## Text provided:
§ §

A New Developmental Stage – 5 Steps to Stop Motherhood Stress

We had such a wonderful holiday in QLD earlier this month, and it was just the boys and me.  And I really felt at my calmest, feeling like I was on top of this mothering thing.  I even got a comment from another man on the plane who said that he travels a lot and that he was listening to me on the flight.  He called me a 'professional mother' (whatever that means.)  I'm not sure what I was actually doing to receive that label, but it made me feel good, and further confirmed my self-analysis that I was being the mum that I always wanted to be.

However, fast forward just one week and I felt very differently.    The kids have been fighting, wrestling and being very loud.  Cody has decided to bully and annoy his brother at any given opportunity and Ryan has amped his attitude up to an all time high with lots more 'bum head' labels, yelling and door slamming going on.

After finding myself feeling frustrated by this behaviour over the last week and having to work really hard (on my mindset) to stop the 'mummy monster' coming out, I finally stopped to assess what was going on and it suddenly occurred to me that........We have entered a new developmental stage!

Just when we feel like we are on top of one stage with the kids, they move the goal posts and change their behaviour.

If we do not stay aware of these new and forever changing developmental stages, then we can easily become consumed by their behaviour and our lives become miserable and stressful.

In my book, The Happy Mum Handbook, I teach mums the 5 step Mind TRACK to Happiness process which you can apply to any area of parenting (or your life).  The word 'TRACK' is an acronym for:

T:  Thoughts - What am I thinking that is causing my stress.

§ §

## Supplied material:
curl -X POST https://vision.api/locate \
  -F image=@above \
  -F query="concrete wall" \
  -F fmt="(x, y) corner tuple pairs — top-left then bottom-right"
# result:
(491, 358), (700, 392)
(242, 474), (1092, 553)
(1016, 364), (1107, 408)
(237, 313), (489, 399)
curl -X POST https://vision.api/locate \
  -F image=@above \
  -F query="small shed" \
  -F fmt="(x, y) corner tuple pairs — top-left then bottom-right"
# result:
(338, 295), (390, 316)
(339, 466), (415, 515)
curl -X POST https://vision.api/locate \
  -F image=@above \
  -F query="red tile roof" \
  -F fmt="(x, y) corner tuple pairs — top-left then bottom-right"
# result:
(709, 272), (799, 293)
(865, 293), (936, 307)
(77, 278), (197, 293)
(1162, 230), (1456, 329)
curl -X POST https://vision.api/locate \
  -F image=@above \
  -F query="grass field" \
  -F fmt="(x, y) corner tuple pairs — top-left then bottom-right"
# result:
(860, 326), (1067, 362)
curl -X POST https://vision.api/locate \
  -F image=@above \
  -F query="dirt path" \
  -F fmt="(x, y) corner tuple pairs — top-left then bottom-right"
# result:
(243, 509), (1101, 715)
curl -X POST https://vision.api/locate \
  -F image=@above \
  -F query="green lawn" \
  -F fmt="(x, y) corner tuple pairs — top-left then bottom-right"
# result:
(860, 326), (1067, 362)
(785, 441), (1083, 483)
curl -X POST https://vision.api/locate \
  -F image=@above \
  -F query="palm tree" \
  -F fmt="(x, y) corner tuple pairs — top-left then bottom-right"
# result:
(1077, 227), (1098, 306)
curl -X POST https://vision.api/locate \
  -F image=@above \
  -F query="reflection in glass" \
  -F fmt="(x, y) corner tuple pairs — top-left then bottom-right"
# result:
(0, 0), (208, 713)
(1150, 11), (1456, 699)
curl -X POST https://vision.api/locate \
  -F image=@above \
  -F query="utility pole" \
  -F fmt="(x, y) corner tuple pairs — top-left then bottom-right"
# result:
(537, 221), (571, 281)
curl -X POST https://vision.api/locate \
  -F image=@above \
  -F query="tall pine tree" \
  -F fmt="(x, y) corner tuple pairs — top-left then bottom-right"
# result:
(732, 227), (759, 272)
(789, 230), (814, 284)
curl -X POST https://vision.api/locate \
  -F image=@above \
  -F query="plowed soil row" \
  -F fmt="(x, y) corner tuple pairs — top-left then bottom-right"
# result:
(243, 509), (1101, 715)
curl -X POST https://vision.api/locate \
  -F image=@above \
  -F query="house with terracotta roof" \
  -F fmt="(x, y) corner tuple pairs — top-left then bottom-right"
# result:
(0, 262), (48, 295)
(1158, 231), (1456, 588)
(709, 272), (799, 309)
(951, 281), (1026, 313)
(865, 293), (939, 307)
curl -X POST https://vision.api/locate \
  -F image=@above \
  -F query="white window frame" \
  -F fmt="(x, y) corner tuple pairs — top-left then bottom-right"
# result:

§ §

## Set problem 1:
In the blog post on motherhood stress, what did the man on the plane call the writer?
## Set problem 2:
Write the next part of the blog post on motherhood stress, picking up after its final line.

## Task answer 1:
A "professional mother."

## Task answer 2:
R:  Reality - How are these thoughts in conflict with reality (all stress is a conflict between what you are thinking and the reality of what is actually happening).  
A:  Aim - What do I want? (this is where you start to shift your attention from the problem to the solution.  
C:  Choices - What are the options and solutions?  This is where you resource HOW you are going to get to your aim.  
K:  Know your plan - From the choices you have found, you now create your plan of how you are going to handle this situation and move towards your goal, so you are prepared.

This process gives you 5 steps to follow that consciously shifts your mind away from being consumed by the events that occur as a parent.

Here's how I will, and am, applying this process to my newfound developmental behaviour with my kids:

Step One:  Thoughts - I have already stopped myself and become aware of the thoughts that are going on in my mind.  These are the frustrating 'why are you doing that',  'you shouldn't be doing that', 'I've had enough of you', 'I just want to get away from you kids' type thoughts.  These are all in conflict with the reality of this new behaviour.  If I continue to allow myself to entertain this kind of thinking, it will only cause me stress.  I need to continually become aware of these thoughts and change them to be in alignment with....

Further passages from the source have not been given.